Problem requirements:
Reproduce every one of the lines below word for word, leaving nothing out and changing nothing.

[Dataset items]
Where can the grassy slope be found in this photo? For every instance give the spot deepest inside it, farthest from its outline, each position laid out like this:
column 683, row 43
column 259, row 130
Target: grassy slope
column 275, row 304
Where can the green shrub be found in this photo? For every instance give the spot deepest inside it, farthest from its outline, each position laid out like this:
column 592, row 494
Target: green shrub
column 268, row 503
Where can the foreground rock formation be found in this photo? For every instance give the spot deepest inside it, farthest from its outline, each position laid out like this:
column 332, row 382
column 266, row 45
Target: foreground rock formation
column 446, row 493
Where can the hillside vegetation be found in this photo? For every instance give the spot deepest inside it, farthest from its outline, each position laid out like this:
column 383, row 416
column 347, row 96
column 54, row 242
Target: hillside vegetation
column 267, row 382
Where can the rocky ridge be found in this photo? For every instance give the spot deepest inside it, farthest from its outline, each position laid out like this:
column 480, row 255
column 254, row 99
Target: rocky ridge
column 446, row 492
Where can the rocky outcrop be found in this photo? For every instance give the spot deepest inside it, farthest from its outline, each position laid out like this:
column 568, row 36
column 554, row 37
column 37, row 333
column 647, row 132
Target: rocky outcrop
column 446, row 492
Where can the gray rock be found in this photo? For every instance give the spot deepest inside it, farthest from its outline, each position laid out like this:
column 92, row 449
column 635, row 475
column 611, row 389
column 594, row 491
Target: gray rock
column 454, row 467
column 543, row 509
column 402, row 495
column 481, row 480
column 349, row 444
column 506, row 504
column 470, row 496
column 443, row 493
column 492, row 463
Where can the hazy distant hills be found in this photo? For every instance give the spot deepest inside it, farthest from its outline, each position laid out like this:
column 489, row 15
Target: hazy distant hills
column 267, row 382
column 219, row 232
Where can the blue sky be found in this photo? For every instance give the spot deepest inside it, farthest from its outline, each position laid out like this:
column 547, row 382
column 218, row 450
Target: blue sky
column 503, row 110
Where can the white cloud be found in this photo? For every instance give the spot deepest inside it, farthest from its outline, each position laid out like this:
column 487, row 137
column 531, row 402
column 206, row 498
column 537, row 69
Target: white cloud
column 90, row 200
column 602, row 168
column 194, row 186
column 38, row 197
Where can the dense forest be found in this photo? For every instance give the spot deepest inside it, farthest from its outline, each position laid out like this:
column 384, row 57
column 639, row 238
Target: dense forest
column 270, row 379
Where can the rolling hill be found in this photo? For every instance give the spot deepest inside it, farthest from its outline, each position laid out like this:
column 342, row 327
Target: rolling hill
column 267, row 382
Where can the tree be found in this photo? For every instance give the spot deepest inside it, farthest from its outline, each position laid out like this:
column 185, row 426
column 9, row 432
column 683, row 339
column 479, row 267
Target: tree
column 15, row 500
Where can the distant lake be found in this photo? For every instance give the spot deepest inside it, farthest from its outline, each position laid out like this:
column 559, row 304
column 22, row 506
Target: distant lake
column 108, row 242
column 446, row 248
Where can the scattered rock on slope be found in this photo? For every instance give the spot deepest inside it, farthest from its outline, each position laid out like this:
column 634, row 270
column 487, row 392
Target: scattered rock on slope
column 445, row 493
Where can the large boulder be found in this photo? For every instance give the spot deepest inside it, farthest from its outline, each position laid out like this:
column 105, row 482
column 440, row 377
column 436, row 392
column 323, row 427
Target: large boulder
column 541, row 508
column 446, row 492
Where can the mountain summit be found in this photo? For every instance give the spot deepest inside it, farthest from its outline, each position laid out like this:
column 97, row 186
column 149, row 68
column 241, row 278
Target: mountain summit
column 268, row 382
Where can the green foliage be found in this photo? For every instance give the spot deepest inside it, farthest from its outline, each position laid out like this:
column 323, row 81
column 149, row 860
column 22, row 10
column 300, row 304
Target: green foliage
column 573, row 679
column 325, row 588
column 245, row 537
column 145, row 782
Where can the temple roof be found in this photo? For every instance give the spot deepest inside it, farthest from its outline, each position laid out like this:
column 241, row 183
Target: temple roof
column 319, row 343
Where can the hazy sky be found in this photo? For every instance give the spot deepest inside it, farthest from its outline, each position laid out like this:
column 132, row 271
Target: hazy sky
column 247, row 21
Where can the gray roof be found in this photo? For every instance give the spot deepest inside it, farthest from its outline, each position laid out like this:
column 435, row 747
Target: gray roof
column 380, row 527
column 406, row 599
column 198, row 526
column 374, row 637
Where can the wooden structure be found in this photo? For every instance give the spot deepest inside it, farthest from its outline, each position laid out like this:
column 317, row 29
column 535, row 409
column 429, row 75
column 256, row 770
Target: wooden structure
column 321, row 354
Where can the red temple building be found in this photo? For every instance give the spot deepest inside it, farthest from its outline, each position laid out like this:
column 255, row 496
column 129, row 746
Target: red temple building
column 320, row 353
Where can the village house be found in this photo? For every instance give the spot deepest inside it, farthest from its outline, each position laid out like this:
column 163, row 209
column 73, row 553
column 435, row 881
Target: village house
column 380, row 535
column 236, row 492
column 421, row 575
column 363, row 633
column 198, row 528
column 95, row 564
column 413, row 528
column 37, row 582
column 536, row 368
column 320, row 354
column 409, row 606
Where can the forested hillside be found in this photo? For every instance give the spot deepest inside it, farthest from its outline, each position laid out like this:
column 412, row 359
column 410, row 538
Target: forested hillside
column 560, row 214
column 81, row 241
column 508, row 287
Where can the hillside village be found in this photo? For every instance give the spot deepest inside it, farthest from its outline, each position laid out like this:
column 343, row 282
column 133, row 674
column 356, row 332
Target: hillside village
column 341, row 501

Exercise output:
Where can the grassy slope be found in this photo? For every instance give the spot deepest inside it, farthest from its outline, each position laid out like this:
column 683, row 43
column 259, row 130
Target: grassy slope
column 275, row 304
Where can the green shrub be found in this photo? For every instance give the spot deepest inside it, farthest from its outline, each position laid out like this:
column 592, row 494
Target: green shrub
column 268, row 503
Where can the foreground rock formation be found in this photo? For every instance give the spot deepest inside it, farthest from its outline, each position laid out like this:
column 332, row 382
column 266, row 45
Target: foreground rock formation
column 446, row 493
Where can the hillside vegetation be found in this photo? For every instance give the spot deepest inside it, farthest from its outline, each position laid out like this:
column 383, row 416
column 347, row 96
column 54, row 242
Target: hillside vegetation
column 267, row 382
Where can the rocky ridge be found in this photo? For every instance give the spot deepest inside it, farthest from its outline, each position laid out like this:
column 480, row 255
column 254, row 99
Target: rocky ridge
column 446, row 492
Where can the rocky outcrop be found in this photo? For every instance give the spot deepest inside it, farthest from its outline, each position laid out like this:
column 568, row 36
column 554, row 37
column 37, row 333
column 647, row 132
Target: rocky outcrop
column 446, row 492
Where can the gray rock be found in this photo? For every instance give the spot deepest inside it, farthest from its outline, each position laid out like this:
column 92, row 449
column 635, row 475
column 611, row 389
column 594, row 491
Target: gray rock
column 454, row 467
column 543, row 509
column 402, row 495
column 481, row 480
column 349, row 444
column 506, row 504
column 470, row 496
column 443, row 493
column 492, row 463
Where can the hazy distant hills be found in this photo? For every instance give the spot deepest inside it, farthest from its outline, each position laid out like this:
column 489, row 15
Target: hazy distant hills
column 267, row 382
column 219, row 232
Where can the blue sky be found in this photo? For every instance give the spot deepest inside it, farthest from its outline, each position laid out like this:
column 547, row 382
column 218, row 450
Target: blue sky
column 503, row 110
Where can the white cloud be found in this photo? For every instance give the spot deepest inside it, farthest from its outline, each position laid out like this:
column 487, row 137
column 531, row 402
column 206, row 498
column 537, row 69
Target: white cloud
column 90, row 200
column 602, row 168
column 194, row 186
column 38, row 197
Where can the dense forest be found in this photo? For every instance give the spot deepest inside it, farthest from its outline, each position laid out like this:
column 384, row 57
column 639, row 238
Target: dense forest
column 270, row 379
Where can the rolling hill be found in this photo? For every instance give the spot deepest inside it, farthest from its outline, each position laid out like this:
column 342, row 327
Target: rolling hill
column 267, row 382
Where can the tree be found in this photo? For every instance give the spot deepest inside it, farthest from its outline, each position laid out like this:
column 185, row 426
column 9, row 432
column 683, row 339
column 479, row 267
Target: tree
column 15, row 500
Where can the distant lake be found in this photo? For every instance give the spot deepest inside it, farthest from its outline, each position laid out like this:
column 559, row 304
column 22, row 506
Target: distant lake
column 108, row 242
column 446, row 248
Where can the scattered rock on slope be found in this photo? For every instance give the spot deepest inside it, farthest from its outline, each position laid out like this:
column 634, row 270
column 487, row 392
Target: scattered rock on slope
column 445, row 493
Where can the large boulder be found in this photo? For every instance give the spot deepest inside it, farthest from its outline, each position laid out like this:
column 105, row 482
column 440, row 377
column 436, row 392
column 323, row 427
Target: large boulder
column 541, row 508
column 446, row 492
Where can the mountain summit be found in this photo? For every instance give the spot deepest inside it, farthest from its outline, each position laid out like this:
column 97, row 186
column 149, row 68
column 241, row 278
Target: mountain summit
column 268, row 382
Where can the green foliage be found in this photo? For every instance give the spot deepest inside it, farthest from its outline, each position laid out like this:
column 323, row 81
column 149, row 860
column 22, row 10
column 300, row 304
Target: green foliage
column 573, row 679
column 325, row 588
column 245, row 537
column 145, row 782
Where can the temple roof be found in this photo? For every instance give the spot deepest inside it, farthest from its outline, each position laid out like this:
column 241, row 183
Target: temple roof
column 319, row 343
Where can the hazy sky be found in this photo? For every instance give the spot deepest inside it, farthest from its outline, each position laid out like this:
column 132, row 271
Target: hazy sky
column 247, row 21
Where can the gray roof be found in this photo? For every instance give the spot deepest inside it, farthest from its outline, each position laid out like this:
column 435, row 747
Target: gray roof
column 380, row 527
column 406, row 599
column 198, row 526
column 374, row 637
Where can the wooden structure be found in this photo? For every instance give the spot deepest inside it, farthest from its outline, each position laid out like this:
column 317, row 29
column 535, row 409
column 429, row 75
column 256, row 770
Target: wooden structure
column 321, row 354
Where can the red temple building be found in this photo? For every instance give the spot deepest inside it, farthest from its outline, each position laid out like this:
column 255, row 496
column 129, row 746
Target: red temple building
column 320, row 353
Where can the village house be found in this photo? For every instance give the spot deepest inside it, farthest from its outline, each position laid out like this:
column 163, row 209
column 73, row 553
column 435, row 881
Target: village house
column 380, row 535
column 236, row 492
column 421, row 575
column 363, row 633
column 198, row 528
column 95, row 564
column 413, row 528
column 37, row 582
column 536, row 368
column 320, row 354
column 409, row 606
Where can the forested hillside be found in this photo? For every instance give the spot deepest inside it, farthest from its outline, each position laid out like this:
column 412, row 359
column 410, row 538
Target: forested hillside
column 560, row 214
column 81, row 241
column 508, row 287
Where can the hillside village be found in this photo? For every instance give the spot deepest inside it, farthest from its outline, each position laid out like this:
column 343, row 282
column 133, row 674
column 356, row 332
Target: hillside village
column 341, row 501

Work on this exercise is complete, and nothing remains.